Europeans must stick to economic commitments: Swan
Treasurer Wayne Swan has vowed to use international forums such as the Group of 20 to keep European leaders to their word in pursuing policies that grow their economies and encourage employment.
TREASURER Wayne Swan has vowed to use international forums such as the Group of 20 to keep European leaders to their word in pursuing policies that grow their economies and encourage employment.
Asian financial markets were somewhat more stable on Monday after this weekend’s Group of Eight (G8) summit, held at US President Barack Obama’s retreat Camp David, which acknowledged that growth and jobs must be the “imperative” for the global economy.
The G8 includes three countries in the eurozone – Germany, France and Italy.
The Australian sharemarket rose 0.8 per cent, after dropping sharply last week on renewed fears that Greece might be kicked out of the single currency union, while the Australian dollar made a modest recovery to 98.55 US cents after hitting a six-month low 97.95 cents on Friday.
Mr Swan said the global economy faced “very profound” challenges that had been underscored in recent weeks by further events in Greece and across the European community.
“The prime minister and I will continue through the G20 to ensure that European leaders meet their commitments and they do put jobs and growth to their forefront of their decision-making,” Mr Swan told parliament on Monday.
He reiterated that the government had forecast a 0.75 per cent contraction in Europe this year in the budget.
He said Australia was not immune from the global instability.
“But we do need to remember that we have some of the strongest economic fundamentals amongst developed economies,” he said.
Economic growth and jobs had been the government’s “imperative” from day one of the global financial crisis, he said.

- PROBLEM STATEMENT:
Reproduce the Swan article verbatim between "The G8 includes" and "parliament on Monday.", inclusive.

Dataset records:
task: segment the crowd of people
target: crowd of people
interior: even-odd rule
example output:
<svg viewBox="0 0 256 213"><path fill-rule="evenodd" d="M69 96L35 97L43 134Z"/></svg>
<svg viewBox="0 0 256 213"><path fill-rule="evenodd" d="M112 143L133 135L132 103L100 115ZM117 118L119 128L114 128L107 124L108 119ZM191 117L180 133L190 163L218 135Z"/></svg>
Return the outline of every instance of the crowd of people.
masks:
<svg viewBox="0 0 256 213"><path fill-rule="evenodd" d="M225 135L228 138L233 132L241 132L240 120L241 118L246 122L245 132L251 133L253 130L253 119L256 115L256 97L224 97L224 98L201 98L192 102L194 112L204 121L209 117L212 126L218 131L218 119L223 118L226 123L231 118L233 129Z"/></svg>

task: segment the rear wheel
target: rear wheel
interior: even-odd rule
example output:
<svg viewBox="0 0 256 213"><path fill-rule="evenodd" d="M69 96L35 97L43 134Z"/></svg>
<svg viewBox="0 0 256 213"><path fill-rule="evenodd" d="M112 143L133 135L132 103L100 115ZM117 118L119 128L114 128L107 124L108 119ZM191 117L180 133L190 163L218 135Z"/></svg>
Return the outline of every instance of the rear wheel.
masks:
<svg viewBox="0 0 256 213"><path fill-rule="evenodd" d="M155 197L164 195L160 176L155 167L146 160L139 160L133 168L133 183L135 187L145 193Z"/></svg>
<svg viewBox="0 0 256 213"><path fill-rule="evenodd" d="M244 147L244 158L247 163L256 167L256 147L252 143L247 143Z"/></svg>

- FULL SOLUTION:
The G8 includes three countries in the eurozone – Germany, France and Italy.
The Australian sharemarket rose 0.8 per cent, after dropping sharply last week on renewed fears that Greece might be kicked out of the single currency union, while the Australian dollar made a modest recovery to 98.55 US cents after hitting a six-month low 97.95 cents on Friday.
Mr Swan said the global economy faced “very profound” challenges that had been underscored in recent weeks by further events in Greece and across the European community.
“The prime minister and I will continue through the G20 to ensure that European leaders meet their commitments and they do put jobs and growth to their forefront of their decision-making,” Mr Swan told parliament on Monday.